→ What you need to do:
1/ From the piece on phone bell wires, extract the passage that begins at the words "Fast forward about" and stops after "with an actual, real, ringing bell.".
2/ In the piece on phone bell wires, how much did the connection improve once the old extension cable was disconnected?

→ Source excerpt:
Back in the days when Crazy Frog was nothing but a proud native American Chief defending the plains of the Wild West (probably), Thomas Augustus Watson – of “Mr Watson, come here! I need you!” fame – had the bright idea of a bell to alert recipients to incoming calls. A bell. An actual bell. Not a Truetone, not even a Polyphonic. Just an actual, real, ringing bell. To make the bell ring, a pair of wires ran in parallel along the cable that carried the talking. When a call was coming in, power would surge down the lines and make the bell ring. Ingenious!

Fast forward about 120 years and even our cordless DECT phone has a choice of ten tinny tunes. If we could be bothered we could set the phone to play a different tinny tune depending on the caller. The bell wires in my home are pretty much redundant, but they’re still there, just in case I decide to plug in a phone with an actual, real, ringing bell.

And therein lay the problem, according to the engineer standing in my living room in his socks. Our phone had an old extension cable running upstairs. The two ringing wires from that extension were funnelling radio noise back into our phone system and drowning out the internet. Two minutes and a small screwdriver later the old extension cable had been disconnected and we were two megabits per second better off. Sorted.

Now attenuation is all that stands between me an broadband nirvana. Apparently.

(Extracted records)
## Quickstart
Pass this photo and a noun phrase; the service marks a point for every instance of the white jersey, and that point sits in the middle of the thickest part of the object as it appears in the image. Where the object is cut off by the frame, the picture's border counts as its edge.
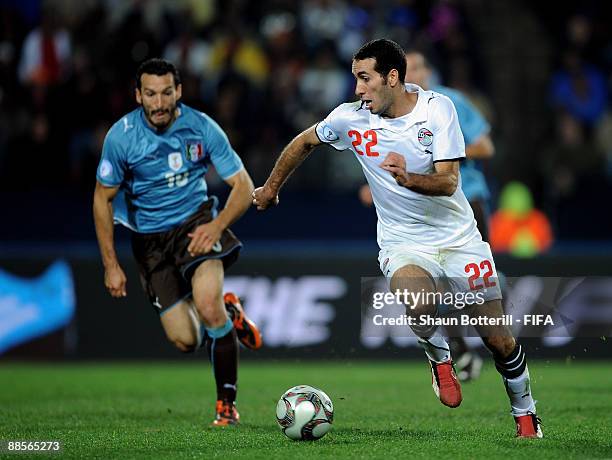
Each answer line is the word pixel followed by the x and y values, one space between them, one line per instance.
pixel 428 134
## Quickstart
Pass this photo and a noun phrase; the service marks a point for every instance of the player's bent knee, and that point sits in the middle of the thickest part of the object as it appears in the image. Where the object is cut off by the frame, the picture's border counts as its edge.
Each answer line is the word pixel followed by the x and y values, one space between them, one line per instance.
pixel 500 345
pixel 212 313
pixel 184 347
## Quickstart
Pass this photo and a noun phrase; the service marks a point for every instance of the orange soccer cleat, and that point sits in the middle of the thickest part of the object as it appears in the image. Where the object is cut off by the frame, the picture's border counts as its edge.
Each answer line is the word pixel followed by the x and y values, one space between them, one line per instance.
pixel 226 415
pixel 445 383
pixel 528 426
pixel 246 330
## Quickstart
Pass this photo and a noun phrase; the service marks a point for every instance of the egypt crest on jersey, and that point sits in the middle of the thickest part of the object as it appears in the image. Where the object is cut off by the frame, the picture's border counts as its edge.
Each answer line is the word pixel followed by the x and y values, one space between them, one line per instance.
pixel 428 134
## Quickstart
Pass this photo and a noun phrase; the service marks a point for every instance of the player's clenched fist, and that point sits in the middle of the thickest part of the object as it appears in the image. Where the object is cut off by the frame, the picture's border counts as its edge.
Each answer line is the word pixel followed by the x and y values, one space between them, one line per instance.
pixel 263 198
pixel 115 281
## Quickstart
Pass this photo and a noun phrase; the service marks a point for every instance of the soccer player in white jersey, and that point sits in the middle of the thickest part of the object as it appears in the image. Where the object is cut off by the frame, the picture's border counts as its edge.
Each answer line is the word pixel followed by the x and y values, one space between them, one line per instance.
pixel 409 145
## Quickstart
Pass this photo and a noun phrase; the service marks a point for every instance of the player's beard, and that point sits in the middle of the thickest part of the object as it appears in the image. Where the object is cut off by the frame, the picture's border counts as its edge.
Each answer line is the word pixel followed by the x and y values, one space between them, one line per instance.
pixel 163 125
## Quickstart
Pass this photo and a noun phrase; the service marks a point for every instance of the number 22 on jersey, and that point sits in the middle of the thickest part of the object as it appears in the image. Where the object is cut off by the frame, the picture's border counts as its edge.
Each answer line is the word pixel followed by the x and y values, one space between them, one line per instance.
pixel 372 138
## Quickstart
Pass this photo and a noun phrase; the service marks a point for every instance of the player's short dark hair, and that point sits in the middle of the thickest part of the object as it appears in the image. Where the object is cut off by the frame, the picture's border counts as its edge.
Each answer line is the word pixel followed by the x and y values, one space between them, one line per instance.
pixel 388 55
pixel 156 66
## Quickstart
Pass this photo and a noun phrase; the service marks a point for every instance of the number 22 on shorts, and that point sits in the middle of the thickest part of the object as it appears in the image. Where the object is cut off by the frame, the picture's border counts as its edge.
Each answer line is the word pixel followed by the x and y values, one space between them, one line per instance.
pixel 474 269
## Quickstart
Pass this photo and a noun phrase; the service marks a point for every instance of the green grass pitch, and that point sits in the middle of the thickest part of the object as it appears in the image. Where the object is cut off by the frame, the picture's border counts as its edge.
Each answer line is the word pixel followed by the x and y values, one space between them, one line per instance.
pixel 382 410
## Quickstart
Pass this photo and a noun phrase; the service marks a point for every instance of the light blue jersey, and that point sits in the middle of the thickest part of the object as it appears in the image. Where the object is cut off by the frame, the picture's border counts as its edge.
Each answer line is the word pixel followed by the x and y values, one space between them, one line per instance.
pixel 161 176
pixel 472 125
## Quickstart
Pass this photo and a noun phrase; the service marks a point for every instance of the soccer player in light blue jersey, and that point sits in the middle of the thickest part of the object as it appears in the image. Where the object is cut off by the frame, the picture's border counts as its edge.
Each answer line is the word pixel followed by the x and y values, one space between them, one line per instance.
pixel 151 179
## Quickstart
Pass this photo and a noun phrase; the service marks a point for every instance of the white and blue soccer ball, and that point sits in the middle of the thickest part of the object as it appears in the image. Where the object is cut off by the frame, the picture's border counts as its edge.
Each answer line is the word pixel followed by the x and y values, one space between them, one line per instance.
pixel 304 413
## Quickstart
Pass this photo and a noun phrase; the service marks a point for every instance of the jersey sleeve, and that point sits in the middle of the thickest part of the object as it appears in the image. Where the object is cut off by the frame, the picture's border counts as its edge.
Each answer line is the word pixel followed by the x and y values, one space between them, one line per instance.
pixel 329 130
pixel 448 141
pixel 112 166
pixel 472 123
pixel 223 157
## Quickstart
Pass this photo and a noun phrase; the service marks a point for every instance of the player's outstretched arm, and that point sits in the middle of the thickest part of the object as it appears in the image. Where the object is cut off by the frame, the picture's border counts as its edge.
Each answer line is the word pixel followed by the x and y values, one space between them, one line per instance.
pixel 288 161
pixel 114 278
pixel 443 182
pixel 206 235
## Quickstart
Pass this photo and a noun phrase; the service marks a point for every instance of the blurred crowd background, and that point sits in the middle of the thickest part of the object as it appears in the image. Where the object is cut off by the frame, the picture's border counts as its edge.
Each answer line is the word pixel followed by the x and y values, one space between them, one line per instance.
pixel 267 69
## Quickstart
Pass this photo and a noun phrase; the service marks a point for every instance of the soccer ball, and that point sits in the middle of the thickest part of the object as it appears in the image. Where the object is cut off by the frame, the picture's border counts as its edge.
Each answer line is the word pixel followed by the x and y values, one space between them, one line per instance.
pixel 304 413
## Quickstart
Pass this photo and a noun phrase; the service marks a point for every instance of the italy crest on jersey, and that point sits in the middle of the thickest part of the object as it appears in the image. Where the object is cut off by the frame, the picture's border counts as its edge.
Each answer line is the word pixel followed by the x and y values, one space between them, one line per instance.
pixel 175 161
pixel 194 151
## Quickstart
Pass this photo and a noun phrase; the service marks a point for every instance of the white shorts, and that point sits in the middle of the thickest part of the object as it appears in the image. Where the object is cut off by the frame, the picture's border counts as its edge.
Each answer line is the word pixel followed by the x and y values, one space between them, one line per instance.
pixel 468 268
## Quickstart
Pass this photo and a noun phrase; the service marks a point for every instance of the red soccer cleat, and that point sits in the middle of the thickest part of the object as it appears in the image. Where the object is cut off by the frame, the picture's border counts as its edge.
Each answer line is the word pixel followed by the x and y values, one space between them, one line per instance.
pixel 445 384
pixel 528 426
pixel 227 415
pixel 246 330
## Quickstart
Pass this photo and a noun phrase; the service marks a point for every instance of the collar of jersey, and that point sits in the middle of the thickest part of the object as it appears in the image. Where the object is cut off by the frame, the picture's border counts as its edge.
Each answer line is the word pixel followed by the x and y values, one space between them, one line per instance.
pixel 401 124
pixel 180 108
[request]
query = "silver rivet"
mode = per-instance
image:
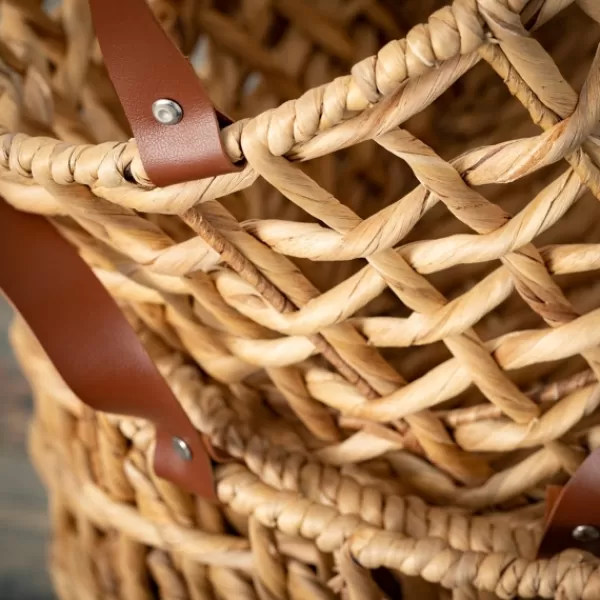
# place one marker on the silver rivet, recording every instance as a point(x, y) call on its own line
point(183, 450)
point(167, 112)
point(586, 533)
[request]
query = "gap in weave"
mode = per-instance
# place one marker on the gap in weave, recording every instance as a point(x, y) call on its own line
point(573, 55)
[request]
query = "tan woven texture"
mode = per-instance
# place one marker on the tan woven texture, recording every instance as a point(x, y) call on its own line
point(389, 319)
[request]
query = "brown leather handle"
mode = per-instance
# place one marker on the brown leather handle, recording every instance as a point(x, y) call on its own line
point(90, 342)
point(145, 66)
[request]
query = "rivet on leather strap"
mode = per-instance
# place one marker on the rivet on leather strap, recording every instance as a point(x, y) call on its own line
point(574, 505)
point(145, 66)
point(91, 344)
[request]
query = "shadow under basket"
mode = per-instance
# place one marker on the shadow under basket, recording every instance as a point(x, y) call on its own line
point(387, 324)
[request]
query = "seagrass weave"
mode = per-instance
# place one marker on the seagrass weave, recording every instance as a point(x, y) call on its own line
point(388, 322)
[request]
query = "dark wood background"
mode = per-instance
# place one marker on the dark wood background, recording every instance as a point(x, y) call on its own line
point(24, 531)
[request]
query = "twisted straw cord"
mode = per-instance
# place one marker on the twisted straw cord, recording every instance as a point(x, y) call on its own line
point(412, 289)
point(300, 474)
point(431, 558)
point(387, 227)
point(462, 312)
point(100, 509)
point(510, 351)
point(81, 164)
point(277, 279)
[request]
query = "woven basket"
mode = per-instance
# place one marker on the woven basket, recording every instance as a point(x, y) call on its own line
point(394, 341)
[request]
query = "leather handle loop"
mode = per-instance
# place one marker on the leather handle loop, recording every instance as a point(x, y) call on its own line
point(145, 66)
point(90, 342)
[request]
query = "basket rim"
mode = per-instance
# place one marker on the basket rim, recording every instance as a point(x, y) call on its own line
point(301, 129)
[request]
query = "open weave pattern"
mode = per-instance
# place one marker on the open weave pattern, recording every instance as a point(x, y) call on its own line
point(374, 400)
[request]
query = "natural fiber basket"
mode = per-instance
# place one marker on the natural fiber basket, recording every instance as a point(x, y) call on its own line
point(394, 341)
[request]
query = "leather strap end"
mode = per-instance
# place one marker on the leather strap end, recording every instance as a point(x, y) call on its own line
point(145, 66)
point(571, 506)
point(193, 475)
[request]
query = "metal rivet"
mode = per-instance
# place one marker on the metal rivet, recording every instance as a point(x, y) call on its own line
point(167, 112)
point(586, 533)
point(183, 450)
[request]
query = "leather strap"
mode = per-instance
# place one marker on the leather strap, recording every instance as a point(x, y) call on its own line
point(145, 66)
point(577, 503)
point(91, 343)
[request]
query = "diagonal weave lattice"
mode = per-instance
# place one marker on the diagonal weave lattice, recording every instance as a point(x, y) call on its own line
point(388, 320)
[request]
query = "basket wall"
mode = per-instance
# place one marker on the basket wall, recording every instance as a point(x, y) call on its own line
point(394, 339)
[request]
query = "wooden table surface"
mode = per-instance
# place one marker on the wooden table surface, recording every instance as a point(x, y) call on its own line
point(24, 530)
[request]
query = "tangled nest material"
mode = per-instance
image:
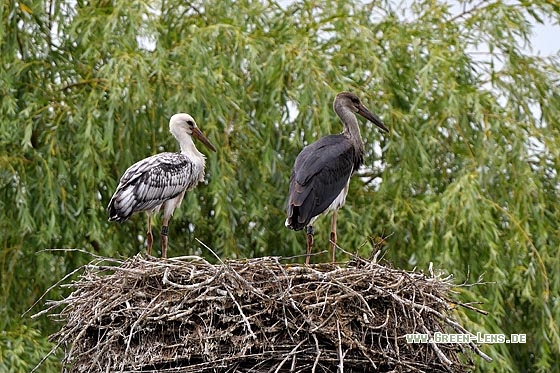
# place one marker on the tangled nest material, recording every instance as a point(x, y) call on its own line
point(187, 315)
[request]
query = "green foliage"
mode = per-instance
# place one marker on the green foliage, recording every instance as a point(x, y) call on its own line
point(467, 179)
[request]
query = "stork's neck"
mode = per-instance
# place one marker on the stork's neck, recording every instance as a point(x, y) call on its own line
point(350, 122)
point(187, 145)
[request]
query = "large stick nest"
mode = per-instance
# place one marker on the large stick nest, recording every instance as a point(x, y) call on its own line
point(187, 315)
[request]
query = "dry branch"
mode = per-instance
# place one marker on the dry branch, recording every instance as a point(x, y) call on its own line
point(187, 315)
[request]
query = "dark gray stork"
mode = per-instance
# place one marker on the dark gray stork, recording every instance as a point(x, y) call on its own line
point(160, 181)
point(321, 174)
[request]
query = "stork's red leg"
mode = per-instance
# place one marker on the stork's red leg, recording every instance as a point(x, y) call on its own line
point(333, 235)
point(309, 231)
point(150, 237)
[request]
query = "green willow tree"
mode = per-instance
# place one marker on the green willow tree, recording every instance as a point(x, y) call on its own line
point(467, 179)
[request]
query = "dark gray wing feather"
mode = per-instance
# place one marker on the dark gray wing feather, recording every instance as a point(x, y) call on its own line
point(320, 172)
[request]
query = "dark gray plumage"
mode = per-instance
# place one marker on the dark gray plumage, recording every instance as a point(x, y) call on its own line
point(321, 173)
point(160, 181)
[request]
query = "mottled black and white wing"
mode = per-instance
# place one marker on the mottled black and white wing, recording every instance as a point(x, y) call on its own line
point(320, 173)
point(148, 183)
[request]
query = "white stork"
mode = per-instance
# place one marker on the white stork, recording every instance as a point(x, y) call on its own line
point(160, 181)
point(321, 174)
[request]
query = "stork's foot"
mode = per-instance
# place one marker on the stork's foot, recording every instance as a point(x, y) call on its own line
point(310, 232)
point(150, 239)
point(164, 231)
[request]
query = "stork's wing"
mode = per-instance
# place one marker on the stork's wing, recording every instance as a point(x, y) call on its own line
point(148, 183)
point(320, 172)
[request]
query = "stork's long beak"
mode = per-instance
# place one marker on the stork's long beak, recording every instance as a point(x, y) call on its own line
point(364, 112)
point(203, 139)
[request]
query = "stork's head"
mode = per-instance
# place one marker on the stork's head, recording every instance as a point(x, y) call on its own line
point(348, 100)
point(184, 123)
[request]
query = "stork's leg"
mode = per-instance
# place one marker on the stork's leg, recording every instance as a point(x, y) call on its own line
point(150, 237)
point(164, 231)
point(309, 231)
point(333, 235)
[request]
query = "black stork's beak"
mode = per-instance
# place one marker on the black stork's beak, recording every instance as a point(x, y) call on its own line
point(364, 112)
point(203, 139)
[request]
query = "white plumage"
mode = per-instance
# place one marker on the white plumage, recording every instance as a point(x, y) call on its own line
point(160, 181)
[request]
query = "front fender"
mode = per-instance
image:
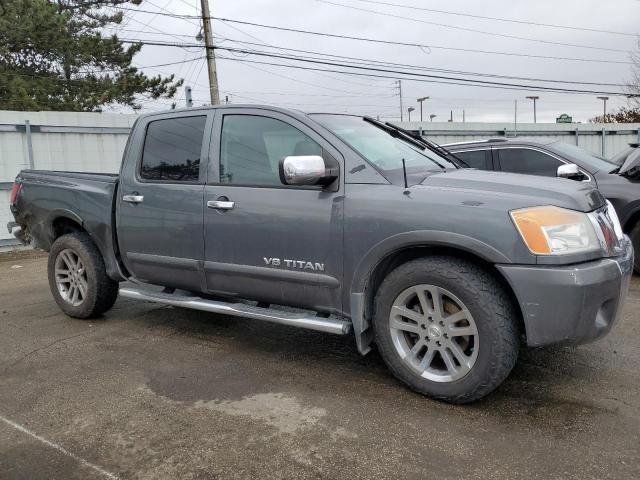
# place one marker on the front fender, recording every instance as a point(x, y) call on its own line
point(392, 245)
point(421, 238)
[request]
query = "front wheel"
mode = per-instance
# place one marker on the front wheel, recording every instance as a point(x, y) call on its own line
point(77, 277)
point(446, 328)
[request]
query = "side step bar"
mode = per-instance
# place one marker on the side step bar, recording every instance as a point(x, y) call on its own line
point(294, 319)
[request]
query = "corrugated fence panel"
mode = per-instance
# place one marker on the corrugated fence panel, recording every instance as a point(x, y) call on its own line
point(95, 141)
point(59, 141)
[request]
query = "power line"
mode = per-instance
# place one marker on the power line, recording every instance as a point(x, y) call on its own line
point(364, 61)
point(446, 82)
point(359, 67)
point(473, 30)
point(263, 44)
point(498, 19)
point(387, 42)
point(418, 45)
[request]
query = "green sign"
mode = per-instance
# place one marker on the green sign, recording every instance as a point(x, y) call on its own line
point(564, 118)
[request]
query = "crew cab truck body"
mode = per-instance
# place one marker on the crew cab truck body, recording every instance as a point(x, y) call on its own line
point(340, 224)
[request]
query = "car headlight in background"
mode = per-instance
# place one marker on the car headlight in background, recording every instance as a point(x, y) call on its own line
point(550, 230)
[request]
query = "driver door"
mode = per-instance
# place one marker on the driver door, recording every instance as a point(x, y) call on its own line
point(264, 240)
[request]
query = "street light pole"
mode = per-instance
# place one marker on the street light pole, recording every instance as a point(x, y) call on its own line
point(400, 94)
point(534, 98)
point(604, 114)
point(211, 56)
point(420, 100)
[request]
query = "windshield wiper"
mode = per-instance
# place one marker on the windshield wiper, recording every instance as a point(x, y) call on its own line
point(434, 147)
point(403, 135)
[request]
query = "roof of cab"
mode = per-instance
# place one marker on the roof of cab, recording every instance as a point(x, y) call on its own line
point(501, 141)
point(205, 108)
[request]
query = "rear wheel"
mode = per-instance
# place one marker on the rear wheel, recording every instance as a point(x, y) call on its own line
point(77, 277)
point(446, 328)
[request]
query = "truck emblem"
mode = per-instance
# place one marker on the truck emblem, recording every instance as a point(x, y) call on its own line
point(294, 264)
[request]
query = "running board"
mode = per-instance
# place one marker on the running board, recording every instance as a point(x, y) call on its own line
point(294, 319)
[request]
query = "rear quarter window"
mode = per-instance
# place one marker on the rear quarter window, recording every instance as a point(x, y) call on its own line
point(475, 159)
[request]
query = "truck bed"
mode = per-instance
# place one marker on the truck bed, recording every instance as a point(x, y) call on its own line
point(51, 200)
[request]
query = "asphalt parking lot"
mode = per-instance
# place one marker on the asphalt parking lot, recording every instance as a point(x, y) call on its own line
point(155, 392)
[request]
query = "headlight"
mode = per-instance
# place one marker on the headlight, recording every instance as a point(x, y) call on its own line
point(552, 230)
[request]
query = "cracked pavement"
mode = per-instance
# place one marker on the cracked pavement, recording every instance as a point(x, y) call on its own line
point(151, 392)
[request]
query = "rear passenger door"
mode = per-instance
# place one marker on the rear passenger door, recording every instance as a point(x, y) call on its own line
point(160, 210)
point(265, 240)
point(528, 161)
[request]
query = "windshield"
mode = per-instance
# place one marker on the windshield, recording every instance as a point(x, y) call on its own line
point(620, 158)
point(590, 160)
point(379, 147)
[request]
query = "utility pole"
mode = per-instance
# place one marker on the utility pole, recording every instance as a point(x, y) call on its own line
point(211, 56)
point(534, 98)
point(400, 92)
point(420, 100)
point(604, 99)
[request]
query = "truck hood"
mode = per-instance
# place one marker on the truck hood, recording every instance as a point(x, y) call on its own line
point(527, 190)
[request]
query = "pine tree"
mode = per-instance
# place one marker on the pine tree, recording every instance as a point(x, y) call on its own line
point(54, 56)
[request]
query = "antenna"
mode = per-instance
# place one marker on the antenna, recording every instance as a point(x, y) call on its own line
point(404, 172)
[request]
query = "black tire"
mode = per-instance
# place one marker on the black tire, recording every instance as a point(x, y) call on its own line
point(493, 312)
point(101, 291)
point(635, 240)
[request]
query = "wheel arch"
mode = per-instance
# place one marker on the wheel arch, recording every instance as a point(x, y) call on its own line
point(369, 276)
point(63, 222)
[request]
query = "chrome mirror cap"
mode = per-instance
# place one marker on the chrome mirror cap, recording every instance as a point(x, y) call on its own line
point(303, 170)
point(569, 170)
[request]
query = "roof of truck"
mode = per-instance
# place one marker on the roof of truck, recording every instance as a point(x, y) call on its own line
point(502, 141)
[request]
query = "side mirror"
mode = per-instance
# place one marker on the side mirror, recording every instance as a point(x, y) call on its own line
point(305, 170)
point(570, 171)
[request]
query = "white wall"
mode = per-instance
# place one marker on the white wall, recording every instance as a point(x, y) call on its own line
point(79, 149)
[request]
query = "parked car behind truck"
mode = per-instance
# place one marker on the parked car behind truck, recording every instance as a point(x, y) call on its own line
point(252, 210)
point(618, 178)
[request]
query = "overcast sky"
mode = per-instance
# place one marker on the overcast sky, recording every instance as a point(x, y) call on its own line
point(244, 82)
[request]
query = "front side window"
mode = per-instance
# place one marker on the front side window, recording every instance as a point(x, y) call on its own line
point(251, 148)
point(475, 159)
point(172, 149)
point(525, 160)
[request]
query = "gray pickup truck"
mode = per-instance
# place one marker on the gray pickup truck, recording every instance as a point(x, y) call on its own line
point(340, 224)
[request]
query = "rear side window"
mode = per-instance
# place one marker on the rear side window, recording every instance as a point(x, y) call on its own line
point(525, 160)
point(251, 148)
point(475, 159)
point(172, 149)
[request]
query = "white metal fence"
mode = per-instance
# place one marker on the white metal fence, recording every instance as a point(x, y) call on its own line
point(95, 142)
point(57, 141)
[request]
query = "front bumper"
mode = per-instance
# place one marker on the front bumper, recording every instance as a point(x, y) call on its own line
point(571, 304)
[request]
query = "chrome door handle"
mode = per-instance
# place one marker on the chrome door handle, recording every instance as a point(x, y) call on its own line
point(220, 204)
point(133, 198)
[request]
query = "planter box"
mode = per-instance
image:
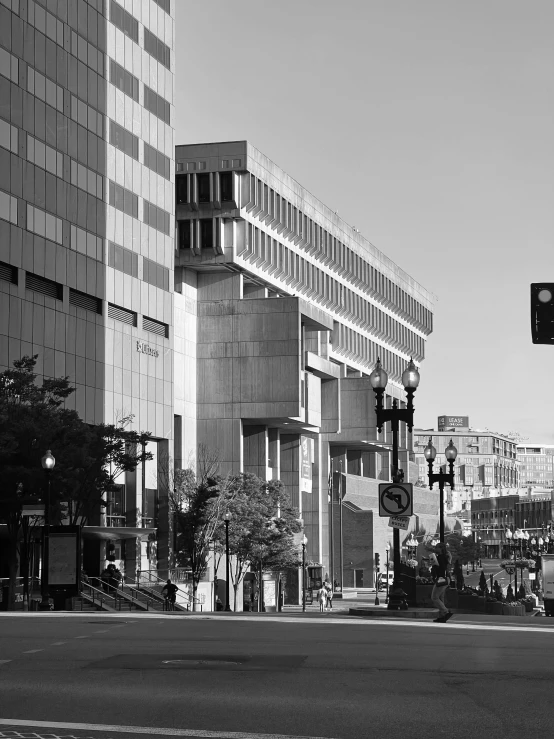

→ Results for each task:
1/
Fast forward about 120 years and even our cordless DECT phone has a choice of ten tinny tunes. If we could be bothered we could set the phone to play a different tinny tune depending on the caller. The bell wires in my home are pretty much redundant, but they’re still there, just in case I decide to plug in a phone with an actual, real, ringing bell.

2/ It was two megabits per second better off.